Given entries Start Marker

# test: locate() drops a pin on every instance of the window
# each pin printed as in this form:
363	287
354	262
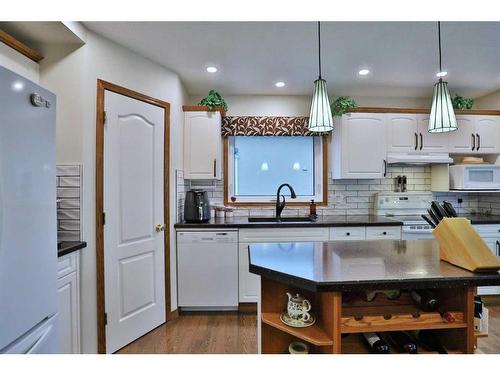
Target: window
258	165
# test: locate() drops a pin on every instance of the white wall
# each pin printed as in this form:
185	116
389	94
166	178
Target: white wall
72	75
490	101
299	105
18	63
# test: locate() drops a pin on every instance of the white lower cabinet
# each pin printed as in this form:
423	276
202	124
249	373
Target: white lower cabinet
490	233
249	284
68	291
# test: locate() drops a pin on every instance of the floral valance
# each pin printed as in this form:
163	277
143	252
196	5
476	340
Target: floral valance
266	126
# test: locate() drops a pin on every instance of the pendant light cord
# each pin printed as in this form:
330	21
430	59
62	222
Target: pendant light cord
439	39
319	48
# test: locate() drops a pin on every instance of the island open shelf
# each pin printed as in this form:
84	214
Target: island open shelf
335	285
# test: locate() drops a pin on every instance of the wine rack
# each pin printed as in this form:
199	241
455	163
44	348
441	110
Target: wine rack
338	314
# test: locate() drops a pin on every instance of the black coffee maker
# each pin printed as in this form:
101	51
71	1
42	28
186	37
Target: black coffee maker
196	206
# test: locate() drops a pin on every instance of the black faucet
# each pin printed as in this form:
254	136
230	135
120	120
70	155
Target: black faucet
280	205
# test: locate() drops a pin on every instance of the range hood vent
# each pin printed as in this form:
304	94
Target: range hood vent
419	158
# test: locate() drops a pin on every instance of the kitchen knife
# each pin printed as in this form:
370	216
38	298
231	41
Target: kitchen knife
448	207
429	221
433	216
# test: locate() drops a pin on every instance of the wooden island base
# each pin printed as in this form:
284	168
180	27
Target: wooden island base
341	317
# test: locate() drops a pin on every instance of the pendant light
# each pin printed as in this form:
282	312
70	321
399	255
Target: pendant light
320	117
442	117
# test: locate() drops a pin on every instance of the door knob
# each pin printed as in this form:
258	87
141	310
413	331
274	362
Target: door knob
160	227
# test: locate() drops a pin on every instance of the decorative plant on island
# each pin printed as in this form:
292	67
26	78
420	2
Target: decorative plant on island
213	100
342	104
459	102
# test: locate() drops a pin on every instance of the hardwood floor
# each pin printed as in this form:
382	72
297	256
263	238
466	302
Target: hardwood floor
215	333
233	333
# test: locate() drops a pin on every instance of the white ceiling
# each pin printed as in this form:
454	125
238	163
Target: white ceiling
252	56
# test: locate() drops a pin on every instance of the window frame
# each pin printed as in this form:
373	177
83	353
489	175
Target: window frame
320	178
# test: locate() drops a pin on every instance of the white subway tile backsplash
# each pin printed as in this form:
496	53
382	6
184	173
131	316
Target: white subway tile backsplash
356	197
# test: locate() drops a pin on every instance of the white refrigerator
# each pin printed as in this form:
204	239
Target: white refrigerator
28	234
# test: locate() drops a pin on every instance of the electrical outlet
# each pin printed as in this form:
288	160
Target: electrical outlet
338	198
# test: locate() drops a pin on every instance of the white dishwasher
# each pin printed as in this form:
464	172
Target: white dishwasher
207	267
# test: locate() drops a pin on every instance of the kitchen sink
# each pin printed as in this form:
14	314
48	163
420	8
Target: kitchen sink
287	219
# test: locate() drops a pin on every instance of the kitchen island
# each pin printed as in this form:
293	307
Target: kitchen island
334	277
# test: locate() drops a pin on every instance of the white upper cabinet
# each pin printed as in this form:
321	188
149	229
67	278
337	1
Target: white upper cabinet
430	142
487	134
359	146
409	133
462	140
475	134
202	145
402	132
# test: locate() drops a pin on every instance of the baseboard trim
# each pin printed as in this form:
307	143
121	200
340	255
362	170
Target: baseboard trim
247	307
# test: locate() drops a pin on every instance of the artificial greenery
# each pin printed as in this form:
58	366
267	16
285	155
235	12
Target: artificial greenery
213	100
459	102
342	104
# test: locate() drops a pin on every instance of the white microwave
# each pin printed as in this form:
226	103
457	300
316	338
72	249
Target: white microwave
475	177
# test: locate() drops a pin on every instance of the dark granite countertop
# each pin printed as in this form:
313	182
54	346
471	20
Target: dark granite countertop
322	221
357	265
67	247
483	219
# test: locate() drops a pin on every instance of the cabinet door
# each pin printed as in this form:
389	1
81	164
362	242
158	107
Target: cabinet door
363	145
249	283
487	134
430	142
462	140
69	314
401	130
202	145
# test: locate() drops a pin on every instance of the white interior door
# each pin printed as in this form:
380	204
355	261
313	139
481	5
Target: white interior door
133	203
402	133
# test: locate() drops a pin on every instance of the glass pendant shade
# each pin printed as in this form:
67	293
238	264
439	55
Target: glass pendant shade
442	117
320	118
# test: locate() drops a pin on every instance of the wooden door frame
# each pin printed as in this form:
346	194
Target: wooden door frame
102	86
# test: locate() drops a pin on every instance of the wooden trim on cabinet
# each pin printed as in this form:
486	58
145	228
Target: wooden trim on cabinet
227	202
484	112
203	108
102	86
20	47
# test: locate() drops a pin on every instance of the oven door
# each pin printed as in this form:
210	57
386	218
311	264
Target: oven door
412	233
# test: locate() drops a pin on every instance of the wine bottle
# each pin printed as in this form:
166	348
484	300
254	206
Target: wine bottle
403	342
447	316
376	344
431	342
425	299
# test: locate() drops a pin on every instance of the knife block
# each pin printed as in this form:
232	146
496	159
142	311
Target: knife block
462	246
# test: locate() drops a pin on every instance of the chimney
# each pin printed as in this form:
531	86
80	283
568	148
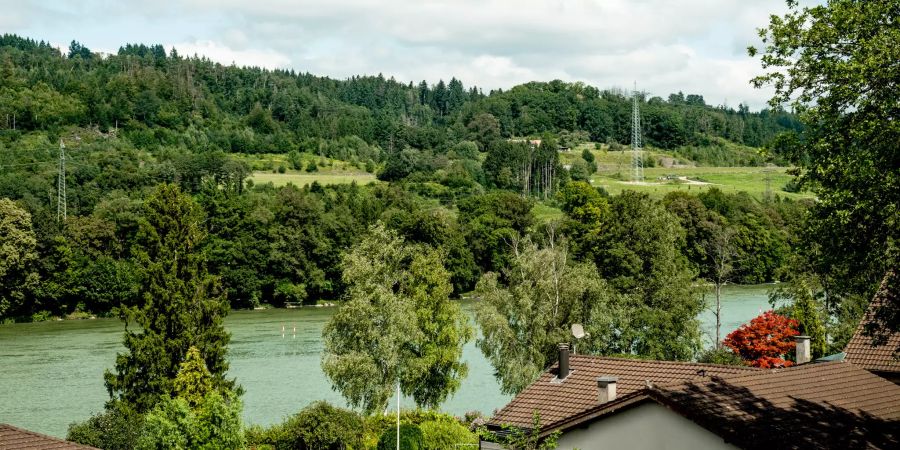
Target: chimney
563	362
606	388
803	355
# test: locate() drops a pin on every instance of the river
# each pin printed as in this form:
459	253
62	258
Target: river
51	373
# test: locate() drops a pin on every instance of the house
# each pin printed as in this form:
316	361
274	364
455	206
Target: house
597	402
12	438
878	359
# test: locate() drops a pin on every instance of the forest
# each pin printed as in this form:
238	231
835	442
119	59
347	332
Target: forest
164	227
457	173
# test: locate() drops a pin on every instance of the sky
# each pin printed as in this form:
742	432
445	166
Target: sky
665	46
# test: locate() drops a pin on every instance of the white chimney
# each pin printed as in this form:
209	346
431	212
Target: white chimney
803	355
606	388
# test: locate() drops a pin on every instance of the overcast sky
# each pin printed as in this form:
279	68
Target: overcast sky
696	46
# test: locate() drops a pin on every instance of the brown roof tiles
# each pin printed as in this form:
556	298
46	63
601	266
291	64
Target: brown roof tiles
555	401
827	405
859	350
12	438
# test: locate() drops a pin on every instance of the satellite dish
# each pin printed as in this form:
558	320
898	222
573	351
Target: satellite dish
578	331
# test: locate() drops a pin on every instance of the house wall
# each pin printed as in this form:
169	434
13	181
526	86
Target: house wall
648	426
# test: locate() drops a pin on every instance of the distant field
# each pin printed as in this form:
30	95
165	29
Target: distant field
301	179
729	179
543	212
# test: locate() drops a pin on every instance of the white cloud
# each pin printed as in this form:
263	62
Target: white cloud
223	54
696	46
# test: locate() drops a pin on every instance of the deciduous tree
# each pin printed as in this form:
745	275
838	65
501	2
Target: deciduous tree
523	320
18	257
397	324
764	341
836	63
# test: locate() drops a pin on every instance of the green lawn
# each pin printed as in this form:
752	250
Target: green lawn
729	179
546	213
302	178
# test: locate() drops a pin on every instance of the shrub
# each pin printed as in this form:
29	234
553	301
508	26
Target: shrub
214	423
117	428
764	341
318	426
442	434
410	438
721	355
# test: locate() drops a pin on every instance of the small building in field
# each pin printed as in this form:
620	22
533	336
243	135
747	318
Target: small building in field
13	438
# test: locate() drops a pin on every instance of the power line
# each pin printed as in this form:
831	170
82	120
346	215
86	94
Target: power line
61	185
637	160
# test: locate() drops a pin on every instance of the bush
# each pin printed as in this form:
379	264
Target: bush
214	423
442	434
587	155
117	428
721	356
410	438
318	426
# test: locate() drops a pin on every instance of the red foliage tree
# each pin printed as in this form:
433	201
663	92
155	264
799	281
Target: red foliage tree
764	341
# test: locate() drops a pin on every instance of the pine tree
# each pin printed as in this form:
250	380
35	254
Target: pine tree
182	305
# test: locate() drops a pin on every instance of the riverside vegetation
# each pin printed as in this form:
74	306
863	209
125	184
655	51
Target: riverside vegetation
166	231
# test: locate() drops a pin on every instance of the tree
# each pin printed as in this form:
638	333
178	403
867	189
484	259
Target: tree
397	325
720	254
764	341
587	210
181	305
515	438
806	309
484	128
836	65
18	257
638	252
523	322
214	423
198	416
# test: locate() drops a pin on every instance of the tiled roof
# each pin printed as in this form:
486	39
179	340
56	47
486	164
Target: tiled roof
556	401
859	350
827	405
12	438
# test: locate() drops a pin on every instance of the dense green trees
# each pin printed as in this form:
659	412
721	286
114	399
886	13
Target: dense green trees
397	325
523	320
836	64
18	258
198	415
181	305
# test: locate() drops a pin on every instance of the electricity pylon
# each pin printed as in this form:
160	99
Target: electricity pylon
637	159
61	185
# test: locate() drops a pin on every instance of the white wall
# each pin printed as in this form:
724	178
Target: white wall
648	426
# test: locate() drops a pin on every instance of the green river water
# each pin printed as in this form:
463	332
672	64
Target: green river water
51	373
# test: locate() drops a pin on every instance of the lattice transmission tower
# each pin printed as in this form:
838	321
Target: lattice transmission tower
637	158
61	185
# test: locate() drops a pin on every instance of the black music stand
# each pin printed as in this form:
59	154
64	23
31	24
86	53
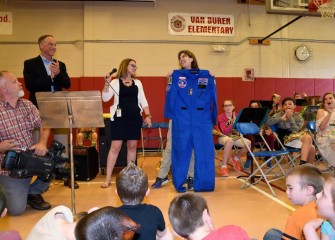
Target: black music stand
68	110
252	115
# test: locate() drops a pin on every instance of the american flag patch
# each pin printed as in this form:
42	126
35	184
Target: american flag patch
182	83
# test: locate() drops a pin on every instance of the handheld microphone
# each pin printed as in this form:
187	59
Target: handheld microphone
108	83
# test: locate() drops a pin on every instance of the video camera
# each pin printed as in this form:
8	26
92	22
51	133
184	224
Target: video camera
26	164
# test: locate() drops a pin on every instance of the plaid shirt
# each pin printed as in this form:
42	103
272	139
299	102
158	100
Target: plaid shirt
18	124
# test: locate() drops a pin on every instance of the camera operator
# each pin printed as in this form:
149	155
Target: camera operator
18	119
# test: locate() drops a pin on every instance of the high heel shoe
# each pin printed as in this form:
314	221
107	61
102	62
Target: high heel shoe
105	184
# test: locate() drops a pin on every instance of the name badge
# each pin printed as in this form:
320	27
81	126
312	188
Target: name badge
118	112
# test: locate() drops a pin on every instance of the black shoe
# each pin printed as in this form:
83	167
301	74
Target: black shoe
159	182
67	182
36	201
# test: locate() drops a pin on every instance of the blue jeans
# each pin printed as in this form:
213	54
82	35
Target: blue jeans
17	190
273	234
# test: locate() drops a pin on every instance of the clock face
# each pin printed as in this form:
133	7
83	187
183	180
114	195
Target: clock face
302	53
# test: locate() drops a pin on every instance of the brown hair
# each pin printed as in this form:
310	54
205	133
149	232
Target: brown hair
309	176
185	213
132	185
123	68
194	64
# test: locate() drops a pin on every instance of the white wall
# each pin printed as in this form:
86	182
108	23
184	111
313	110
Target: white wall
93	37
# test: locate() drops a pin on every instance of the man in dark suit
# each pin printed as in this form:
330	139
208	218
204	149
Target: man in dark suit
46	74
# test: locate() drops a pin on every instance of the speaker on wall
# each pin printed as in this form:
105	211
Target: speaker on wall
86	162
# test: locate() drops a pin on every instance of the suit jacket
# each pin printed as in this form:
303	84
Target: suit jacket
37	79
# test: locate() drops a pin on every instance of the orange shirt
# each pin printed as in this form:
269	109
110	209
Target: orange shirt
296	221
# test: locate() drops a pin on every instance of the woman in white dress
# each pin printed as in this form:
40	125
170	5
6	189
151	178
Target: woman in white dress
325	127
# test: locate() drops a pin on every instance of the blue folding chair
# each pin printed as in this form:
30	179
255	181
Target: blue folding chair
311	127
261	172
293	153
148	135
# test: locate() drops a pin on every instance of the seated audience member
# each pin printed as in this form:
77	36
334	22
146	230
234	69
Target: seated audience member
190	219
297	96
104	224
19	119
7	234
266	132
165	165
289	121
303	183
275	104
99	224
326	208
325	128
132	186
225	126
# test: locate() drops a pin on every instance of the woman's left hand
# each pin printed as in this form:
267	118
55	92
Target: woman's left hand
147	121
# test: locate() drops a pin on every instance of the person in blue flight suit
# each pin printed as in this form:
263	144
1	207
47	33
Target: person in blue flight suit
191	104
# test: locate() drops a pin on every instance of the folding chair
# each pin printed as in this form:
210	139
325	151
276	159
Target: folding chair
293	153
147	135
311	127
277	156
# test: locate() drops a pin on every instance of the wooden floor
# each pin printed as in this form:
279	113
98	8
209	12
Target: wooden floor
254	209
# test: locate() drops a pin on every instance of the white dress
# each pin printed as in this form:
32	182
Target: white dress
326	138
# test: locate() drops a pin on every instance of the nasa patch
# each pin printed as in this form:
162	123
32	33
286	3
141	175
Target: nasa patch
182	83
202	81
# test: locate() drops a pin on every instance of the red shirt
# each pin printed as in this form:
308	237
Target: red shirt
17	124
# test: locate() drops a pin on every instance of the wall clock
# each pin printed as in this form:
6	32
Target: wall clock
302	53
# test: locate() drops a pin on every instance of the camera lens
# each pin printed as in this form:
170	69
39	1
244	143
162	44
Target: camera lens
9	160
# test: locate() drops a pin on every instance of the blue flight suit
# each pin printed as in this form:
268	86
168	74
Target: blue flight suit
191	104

Given entries End Marker

The entries above hold the needed span. Transcribe exactly the lines from the one with "Target: floral valance" to the one with "the island open shelf", both included.

Target: floral valance
266	126
# test: locate() drops a pin on every instance of the pendant light cord
# each pin printed as in this form:
330	21
430	59
62	222
Target: pendant light cord
439	39
319	48
# test: locate() drops a pin on every instance of the island open shelf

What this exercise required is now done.